TEXTE EXTRAIT -

Elle a saisi le bâtonnier du barreau de Hauts-de-Seine d’une demande de contestation des honoraires de Mme [Z] [J] le 4 octobre 2021.
Par ordonnance du 3 juin 2022, le bâtonnier de l’ordre des avocats du barreau des Hauts-de-Seine a fixé les honoraires dus par Mme [Y] [F] à Mme [Z] [J], avocate de ce barreau, à la somme de 3200€ HT, soit 3500€ TTC avec exécution provisoire à hauteur de 1500€ conformément à l’article 175-1 du décret du 27 novembre 1991.
Cette décision a été notifiée à Mme [Y] [F] par lettre recommandée avec avis de réception reçu le 17 juin 2022.
Mme [Y] [F] a formé un recours contre cette ordonnance par lettre recommandée avec accusé de réception, expédiée le 18 juillet 2022.
L’affaire a été appelée et retenue à l’audience du 8 mars 2023.
À l’appui de son recours, Mme [Y] [F] demande que Mme [Z] [J], avocate, soit déboutée de l’intégralité de ses demandes et de la condamner à lui rembourser 600 euros d’honoraires sur les prestations non effectuées, à lui payer 5000 euros « en conséquence de refus de la conciliation à la partie adverse » et à lui payer 5000 euros pour le préjudice moral et psychologique. Elle soutient que la clause de dessaisissement contenue dans la convention d’honoraires est abusive. Elle demande donc que la facture n° 20210181 au temps passé d’un montant de 5147,04 euros HT soit entièrement annulée et que le montant forfaitaire soit pris en compte. Elle demande également à Mme [J] de lui rembourser le montant de 600 euros correspondant au non accomplissement de ses engagements. Elle déplore un manque-à-gagner de 5000 € en raison de l’absence de conciliation et soutient avoir subi un préjudice moral et psychologique à hauteur de 5000 €. Elle conteste la demande au titre de l’article 700 du code de procédure civile.
Mme [Z] [J] demande la confirmation de l’ordonnance sauf quant au quantum des honoraires taxés et demande de fixer à 30h08 le temps de travail effectué dans le dossier de Mme [F] et de taxer les honoraires dus à la somme de 3239,54 euros HT soit 3887,45 euros TTC. Elle sollicite en conséquence la condamnation de Mme [F] à lui régler la somme de 3239.54 euros HT soit 3887.45 euros TTC outre 2000 euros au titre de l’article 700 du code de procédure civile et sa condamnation aux dépens. Elle explique que les clauses de la convention d’honoraires étaient claires sur le montant forfaitaire, le montant hors forfait et les conséquences du dessaisissement, le modèle de convention étant celui du Conseil National des Barreaux (CNB). Elle souligne les diligences effectuées dont elle soutient justifier.

POINT À TRAITER A -
Recopiez le passage de la décision sur la contestation d'honoraires compris entre « Elle a saisi » et « 17 juin 2022. », ces deux passages inclus.
POINT À TRAITER B -
Rédigez la suite de la décision sur la contestation d'honoraires, à partir de sa dernière phrase.

LIGNES EXTRAITES -

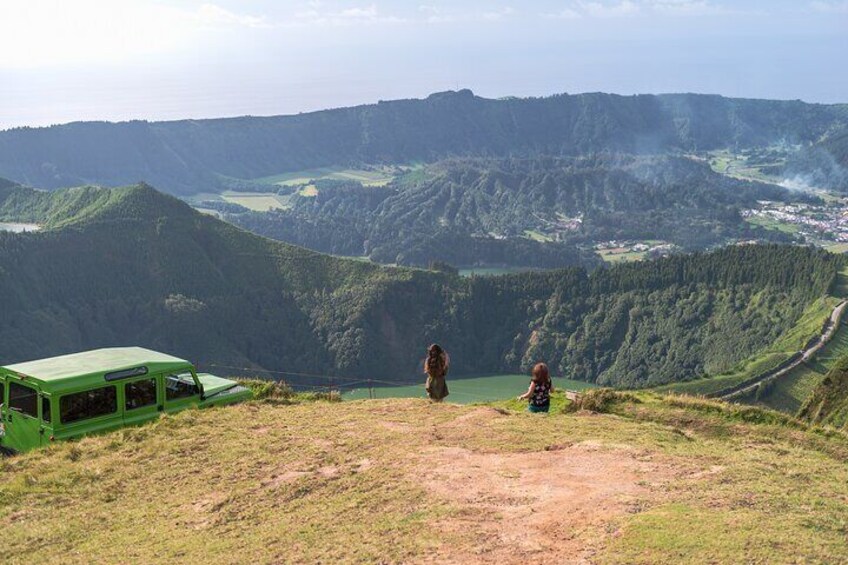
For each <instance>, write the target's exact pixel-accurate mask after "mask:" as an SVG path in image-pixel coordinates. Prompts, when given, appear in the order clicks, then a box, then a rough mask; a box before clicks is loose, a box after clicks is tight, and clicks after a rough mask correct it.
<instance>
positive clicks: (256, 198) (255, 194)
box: [221, 190, 288, 212]
mask: <svg viewBox="0 0 848 565" xmlns="http://www.w3.org/2000/svg"><path fill="white" fill-rule="evenodd" d="M221 198H223V199H224V200H225V201H227V202H232V203H233V204H238V205H239V206H244V207H245V208H247V209H248V210H253V211H254V212H268V211H269V210H285V209H286V208H288V205H287V203H284V202H283V201H282V199H281V198H280V197H279V196H277V195H276V194H274V193H272V192H233V191H230V190H228V191H227V192H224V193H222V194H221Z"/></svg>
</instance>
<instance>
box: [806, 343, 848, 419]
mask: <svg viewBox="0 0 848 565" xmlns="http://www.w3.org/2000/svg"><path fill="white" fill-rule="evenodd" d="M799 416H800V417H801V418H804V419H807V420H810V421H811V422H814V423H816V424H826V425H829V426H833V427H835V428H842V429H846V430H848V357H843V358H842V359H840V360H839V361H838V362H837V363H836V364H835V365H834V366H833V368H832V369H831V370H830V372H828V374H827V376H825V378H824V380H823V381H822V382H821V383H820V384H819V385H818V386H817V387H816V388H815V389H814V390H813V394H812V395H811V396H810V398H808V399H807V401H806V402H805V403H804V405H803V406H802V407H801V412H800V413H799Z"/></svg>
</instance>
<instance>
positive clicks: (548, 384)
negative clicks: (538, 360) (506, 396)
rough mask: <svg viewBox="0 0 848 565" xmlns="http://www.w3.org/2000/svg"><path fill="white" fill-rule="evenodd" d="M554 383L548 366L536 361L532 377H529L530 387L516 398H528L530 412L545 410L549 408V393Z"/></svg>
mask: <svg viewBox="0 0 848 565" xmlns="http://www.w3.org/2000/svg"><path fill="white" fill-rule="evenodd" d="M553 390H554V385H553V383H552V382H551V375H550V373H549V372H548V366H547V365H545V364H544V363H536V366H535V367H533V378H532V379H530V388H528V389H527V392H525V393H524V394H522V395H521V396H519V397H518V400H529V401H530V403H529V404H528V406H527V410H529V411H530V412H547V411H548V410H550V408H551V393H552V392H553Z"/></svg>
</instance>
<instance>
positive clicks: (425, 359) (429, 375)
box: [424, 343, 450, 402]
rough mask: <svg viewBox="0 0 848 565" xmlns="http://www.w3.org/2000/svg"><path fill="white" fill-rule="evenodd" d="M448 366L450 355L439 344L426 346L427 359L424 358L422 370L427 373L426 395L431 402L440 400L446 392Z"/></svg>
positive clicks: (446, 390) (425, 386)
mask: <svg viewBox="0 0 848 565" xmlns="http://www.w3.org/2000/svg"><path fill="white" fill-rule="evenodd" d="M448 368H450V356H449V355H448V353H447V351H445V350H444V349H442V348H441V346H440V345H438V344H436V343H434V344H433V345H431V346H430V347H429V348H427V359H425V360H424V372H425V373H426V374H427V385H426V386H425V388H426V389H427V396H429V397H430V400H432V401H433V402H441V401H442V400H443V399H444V398H445V397H446V396H447V395H448V394H450V393H449V392H448V383H447V382H446V381H445V376H447V374H448Z"/></svg>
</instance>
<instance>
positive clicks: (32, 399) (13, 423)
mask: <svg viewBox="0 0 848 565" xmlns="http://www.w3.org/2000/svg"><path fill="white" fill-rule="evenodd" d="M7 382H8V385H7V386H6V398H5V403H4V404H5V406H6V409H5V421H4V424H5V426H6V437H4V438H3V444H4V445H5V446H7V447H10V448H12V449H14V450H15V451H19V452H23V451H28V450H30V449H33V448H35V447H38V446H40V445H41V443H42V441H43V436H44V426H43V425H42V422H41V418H40V416H39V414H38V409H39V408H38V407H39V404H40V403H41V400H40V396H39V390H38V387H37V386H36V385H34V384H30V383H23V382H21V381H18V380H16V379H8V380H7Z"/></svg>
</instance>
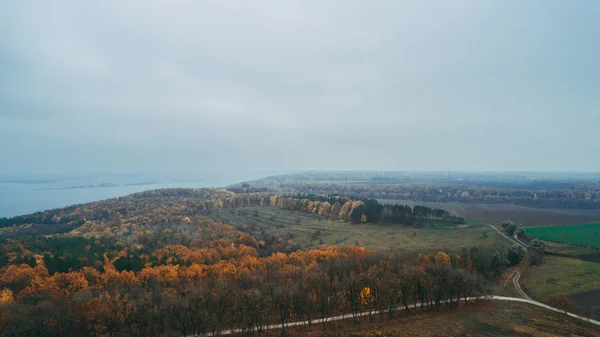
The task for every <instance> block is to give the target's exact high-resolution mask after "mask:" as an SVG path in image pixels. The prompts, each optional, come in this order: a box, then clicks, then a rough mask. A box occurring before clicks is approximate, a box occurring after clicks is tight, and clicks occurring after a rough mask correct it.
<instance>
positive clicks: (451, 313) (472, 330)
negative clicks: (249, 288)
mask: <svg viewBox="0 0 600 337" xmlns="http://www.w3.org/2000/svg"><path fill="white" fill-rule="evenodd" d="M286 335H287V336H310V337H317V336H328V337H333V336H340V337H341V336H352V337H363V336H365V337H366V336H368V337H387V336H540V337H541V336H544V337H549V336H598V327H597V326H594V325H592V324H590V323H586V322H582V321H579V320H576V319H573V318H569V317H568V316H565V315H562V314H559V313H555V312H553V311H549V310H546V309H543V308H539V307H536V306H533V305H528V304H523V303H511V302H493V303H489V302H488V303H480V304H477V305H471V306H469V307H467V308H465V307H461V308H460V309H457V310H453V311H443V312H439V313H425V314H415V315H411V316H409V317H402V318H395V319H392V320H379V319H378V318H372V319H369V318H363V319H362V321H361V323H360V324H359V325H357V326H354V325H353V323H352V320H346V321H337V322H333V323H329V324H328V325H327V327H326V329H325V330H322V329H321V327H320V326H314V327H313V328H312V331H307V330H306V329H303V328H294V329H291V328H290V329H287V330H286ZM265 336H281V330H271V331H268V333H267V334H265Z"/></svg>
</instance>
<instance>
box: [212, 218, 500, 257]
mask: <svg viewBox="0 0 600 337" xmlns="http://www.w3.org/2000/svg"><path fill="white" fill-rule="evenodd" d="M209 215H210V216H211V217H212V218H213V219H215V220H216V221H223V222H225V223H229V224H231V225H234V226H241V225H247V226H248V227H249V228H250V229H251V231H252V234H253V235H255V236H256V237H257V238H259V239H263V238H264V237H266V236H276V237H279V236H281V237H283V238H286V239H287V238H291V239H292V241H294V243H296V244H298V245H300V246H301V247H303V248H316V247H320V246H322V245H352V244H358V245H360V246H365V247H368V248H371V249H375V250H379V251H389V250H402V251H431V250H447V251H459V250H460V249H461V248H464V247H467V248H469V247H472V246H498V247H500V246H502V245H505V244H506V242H505V241H503V239H502V238H501V237H500V236H499V235H498V234H497V233H495V232H494V231H492V230H489V229H487V227H485V228H484V227H482V226H481V225H478V224H470V225H469V226H468V227H466V228H460V226H458V227H456V226H451V225H449V224H443V223H440V222H435V221H434V222H431V223H429V224H428V225H427V226H425V227H414V226H405V225H400V224H389V223H387V224H351V223H346V222H341V221H332V220H327V219H324V218H319V217H318V216H316V215H314V214H310V213H304V212H298V211H288V210H281V209H274V208H264V209H261V208H237V209H216V210H213V211H212V213H211V214H209ZM444 228H446V229H444ZM482 230H483V231H486V232H487V237H482V234H481V233H482Z"/></svg>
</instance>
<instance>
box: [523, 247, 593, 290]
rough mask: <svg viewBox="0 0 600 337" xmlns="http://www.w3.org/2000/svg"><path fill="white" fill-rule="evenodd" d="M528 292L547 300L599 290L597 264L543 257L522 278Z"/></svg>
mask: <svg viewBox="0 0 600 337" xmlns="http://www.w3.org/2000/svg"><path fill="white" fill-rule="evenodd" d="M523 283H524V285H525V286H526V287H527V289H528V291H529V295H532V296H533V297H535V298H537V299H539V300H542V301H544V300H546V299H547V298H548V296H550V295H555V296H556V295H559V294H561V293H563V294H565V295H566V296H570V295H574V294H578V293H583V292H588V291H594V290H598V289H600V263H595V262H589V261H582V260H578V259H573V258H567V257H558V256H546V257H544V263H542V264H541V265H539V266H535V267H532V268H529V270H527V272H526V273H525V277H524V279H523Z"/></svg>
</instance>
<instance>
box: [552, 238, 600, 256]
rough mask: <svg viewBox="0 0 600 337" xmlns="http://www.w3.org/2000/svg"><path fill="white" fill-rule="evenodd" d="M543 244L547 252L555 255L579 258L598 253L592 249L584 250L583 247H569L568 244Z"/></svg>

RÉSULTAT A -
Elle a saisi le bâtonnier du barreau de Hauts-de-Seine d’une demande de contestation des honoraires de Mme [Z] [J] le 4 octobre 2021.
Par ordonnance du 3 juin 2022, le bâtonnier de l’ordre des avocats du barreau des Hauts-de-Seine a fixé les honoraires dus par Mme [Y] [F] à Mme [Z] [J], avocate de ce barreau, à la somme de 3200€ HT, soit 3500€ TTC avec exécution provisoire à hauteur de 1500€ conformément à l’article 175-1 du décret du 27 novembre 1991.
Cette décision a été notifiée à Mme [Y] [F] par lettre recommandée avec avis de réception reçu le 17 juin 2022.

RÉSULTAT B -
SUR CE,
Sur la recevabilité du recours
L’article 176 du décret n°91-1197 du 27 novembre 1991 prévoit que la décision du bâtonnier est susceptible de recours devant le premier président de la cour d’appel, qui est saisi par l’avocat ou la partie, par lettre recommandée avec demande d’avis de réception. Le délai de recours est d’un mois.
En l’espèce, l’ordonnance rendue le 3 juin 2022 par le bâtonnier de l’ordre des avocats du barreau des Hauts-de-Seine a été notifiée à Mme [Y] [F] par lettre recommandée avec avis de réception reçu le 17 juin 2022. Elle a formé un recours contre cette ordonnance par lettre recommandée avec accusé de réception expédiée le 18 juillet 2022.
Le recours a été formé dans le délai d’un mois.
En outre, en matière de procédure sans représentation obligatoire, y compris lorsque les parties ont choisi d’être assistées ou représentées par un avocat, la déclaration d’appel qui mentionne que l’appel tend à la réformation de la décision déférée à la cour d’appel, en omettant d’indiquer les chefs du jugement critiqués, doit s’entendre comme déférant à la connaissance de la cour d’appel l’ensemble des chefs de ce jugement. Il doit en être de même lorsque la déclaration d’appel, qui omet de mentionner les chefs de dispositif critiqués, ne précise pas si l’appel tend à l’annulation ou à la réformation du jugement.
En conséquence, le recours de Mme [Y] [F] est déclaré recevable.
Sur le fond
Il est rappelé que la procédure spécifique de contestation des honoraires est limitée à la fixation des honoraires.
Les honoraires de l’avocat sont librement discutés avec son client (Loi n°71-1130 du 31 déc. 1971, art. 10, al. 1er, mod. L. no 91-647, 10 juill. 1991, art. 72) et ils peuvent éventuellement faire l’objet d’une convention d’honoraires qui, en vertu de l’article 1134 du code civil, est revêtue de la force obligatoire attachée à tout acte juridique.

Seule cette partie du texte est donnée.